▶ EXERCISE: Everything from the line that contains "186), (329, 194)]]" through the last line of the listing must be copied exactly, with both of those lines included and no others.

*** MATERIAL PROVIDED Section Begins ***

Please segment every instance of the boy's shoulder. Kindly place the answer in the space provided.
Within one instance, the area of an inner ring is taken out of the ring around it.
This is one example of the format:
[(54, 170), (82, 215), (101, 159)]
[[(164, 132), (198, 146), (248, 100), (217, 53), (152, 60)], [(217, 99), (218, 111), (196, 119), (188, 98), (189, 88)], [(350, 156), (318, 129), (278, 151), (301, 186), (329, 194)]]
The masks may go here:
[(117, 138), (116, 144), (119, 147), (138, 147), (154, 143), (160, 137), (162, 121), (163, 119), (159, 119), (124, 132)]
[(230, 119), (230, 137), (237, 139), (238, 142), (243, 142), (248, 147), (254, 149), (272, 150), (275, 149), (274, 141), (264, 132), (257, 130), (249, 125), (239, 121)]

*** MATERIAL PROVIDED Section Ends ***

▶ ANSWER TO THE PROBLEM:
[[(164, 132), (198, 146), (248, 100), (217, 53), (152, 60)], [(217, 99), (218, 111), (196, 119), (188, 98), (189, 88)], [(350, 156), (318, 129), (278, 151), (301, 186), (329, 194)]]
The masks may go here:
[(117, 138), (116, 144), (119, 147), (138, 147), (154, 143), (160, 137), (162, 121), (163, 119), (159, 119), (124, 132)]
[(230, 119), (230, 137), (237, 139), (238, 142), (243, 142), (248, 147), (254, 149), (272, 150), (275, 149), (274, 141), (264, 132), (257, 130), (249, 125), (239, 121)]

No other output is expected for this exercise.